┌─ Document segment

As previously reported (3), RNA extraction critically influences the clinical lower limit of detection (LOD). Although all participants used highly sensitive real-time RT-PCRs, clinical LODs varied considerably because of different RNA extraction protocols (Figure 1, panel B). Lack of detection of low-concentration EQA samples is thus not surprising because even a small decrease in sensitivity readily causes clinical LODs above the concentration of the lowest EQA panel specimen (Figure 1, panel C). This finding highlights that optimized RNA extraction protocols are crucial for sensitive Zika virus diagnostics.

Quantification of Zika virus loads did not differ significantly between use of the armored RNA and the WHO Zika virus standard, with only 0.76 log₁₀ median deviation between results (p = 0.429 by Wilcoxon signed rank test). This observation suggests usability of the armored RNA for Zika virus quantification in tropical regions. Irrespective of the standard, viral load determinations among laboratories were comparable with 0.12–0.88 log₁₀ median deviations of viral load estimates among laboratories for individual Zika virus specimens. However, we also observed drastic deviations of up to 6 orders of magnitude (Figure 2), suggesting that caution must be taken upon comparing viral load determinations as markers for severe Zika virus disease (8,9) among different laboratories.

Figure 2.

Quantification of Zika virus–positive samples using WHO Zika virus and armored RNA testing standards, Brazil. Zika virus–positive samples contained either inactivated strain MRS_OPY_Martinique_PaRi 2015 (Asian lineage) or strain MR766 (African lineage). Horizontal lines indicate median of the calculated Zika virus; whiskers indicate interquartile ranges. Statistical analysis was performed using GraphPad Prism 5.03 (GraphPad Software, Inc., La Jolla, USA). WHO, World Health Organization.

Conclusions

Some laboratories in Brazil showed suboptimal sensitivity and specificity of Zika virus diagnostic testing. However, these laboratories performed comparably to those in Europe (6). Neither sensitivity nor specificity differed significantly between laboratories in Brazil compared with those in Europe (p = 0.767 and p = 0.324, respectively, by Fisher exact test). Similarly, the proportion of perfectly performing laboratories in this EQA (27%) was comparable with previous EQAs of flavivirus molecular diagnostics, including yellow fever virus (18%), dengue virus (24%), and West Nile virus (27%) (10–12). Flavivirus molecular diagnostics are thus generally challenging and benefit greatly from controls, such as those provided in this EQA. This study underscores the need to combine RT-PCR and serologic testing in Zika virus diagnostic testing, despite their inherent limitations (3).

└─
┌─ Dataset records

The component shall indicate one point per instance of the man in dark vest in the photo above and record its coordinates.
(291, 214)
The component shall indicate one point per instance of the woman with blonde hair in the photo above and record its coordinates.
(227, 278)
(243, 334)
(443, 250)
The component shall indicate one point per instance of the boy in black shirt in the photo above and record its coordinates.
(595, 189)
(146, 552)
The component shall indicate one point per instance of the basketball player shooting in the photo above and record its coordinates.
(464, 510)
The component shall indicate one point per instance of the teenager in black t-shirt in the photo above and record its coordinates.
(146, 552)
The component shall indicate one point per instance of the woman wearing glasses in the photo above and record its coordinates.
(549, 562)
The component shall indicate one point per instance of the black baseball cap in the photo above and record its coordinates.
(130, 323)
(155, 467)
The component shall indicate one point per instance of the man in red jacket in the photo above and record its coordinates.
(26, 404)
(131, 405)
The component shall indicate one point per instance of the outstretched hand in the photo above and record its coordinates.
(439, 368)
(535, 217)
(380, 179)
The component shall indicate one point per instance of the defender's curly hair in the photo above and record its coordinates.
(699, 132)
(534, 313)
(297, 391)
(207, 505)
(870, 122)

└─

_Parts of the exercise:_
a: From the Zika virus diagnostics passage, output the portion between "Quantification of Zika virus loads" and "among different laboratories.", inclusive, with every word kept the same.
b: Pick up the Zika virus diagnostics passage after its final sentence and continue it.

_Set of answers:_
a:
Quantification of Zika virus loads did not differ significantly between use of the armored RNA and the WHO Zika virus standard, with only 0.76 log₁₀ median deviation between results (p = 0.429 by Wilcoxon signed rank test). This observation suggests usability of the armored RNA for Zika virus quantification in tropical regions. Irrespective of the standard, viral load determinations among laboratories were comparable with 0.12–0.88 log₁₀ median deviations of viral load estimates among laboratories for individual Zika virus specimens. However, we also observed drastic deviations of up to 6 orders of magnitude (Figure 2), suggesting that caution must be taken upon comparing viral load determinations as markers for severe Zika virus disease (8,9) among different laboratories.

b:
Independently of the challenges of Zika virus molecular detection, because of taxation and distributor margins, RT-PCR reagents in Latin America are usually 100%–200% more expensive than in affluent countries (13). Limited resources and relatively higher costs potentially force laboratories in Brazil to seek inferior, more affordable solutions. Enhanced access of laboratories in tropical regions to state-of-the-art reagents is thus an unresolved key component of outbreak response. Further EQAs in Brazil should involve state laboratories that carry a large proportion of Zika virus testing within the public health care system. Unfortunately, the state laboratories we contacted for this EQA could not participate because of limited resources.

Finally, lack of sensitivity directly affects estimates of the absolute risk for Zika virus–induced congenital disease upon maternal infection during pregnancy (14). False-positive results potentially have dramatic consequences for patients, as illustrated by a >90% increase in illegal abortion requests in Latin America during the 2016 Zika virus epidemic (15). Our results emphasize the need for continuous quality assessments of Zika virus diagnostic testing globally.

Biography

Mr. Fischer is a PhD student at the Institute of Virology at Charité-Universitätsmedizin, Berlin, Germany, and the German Centre for Infection Research, Germany. His main research interests are diagnostics of emerging arboviruses.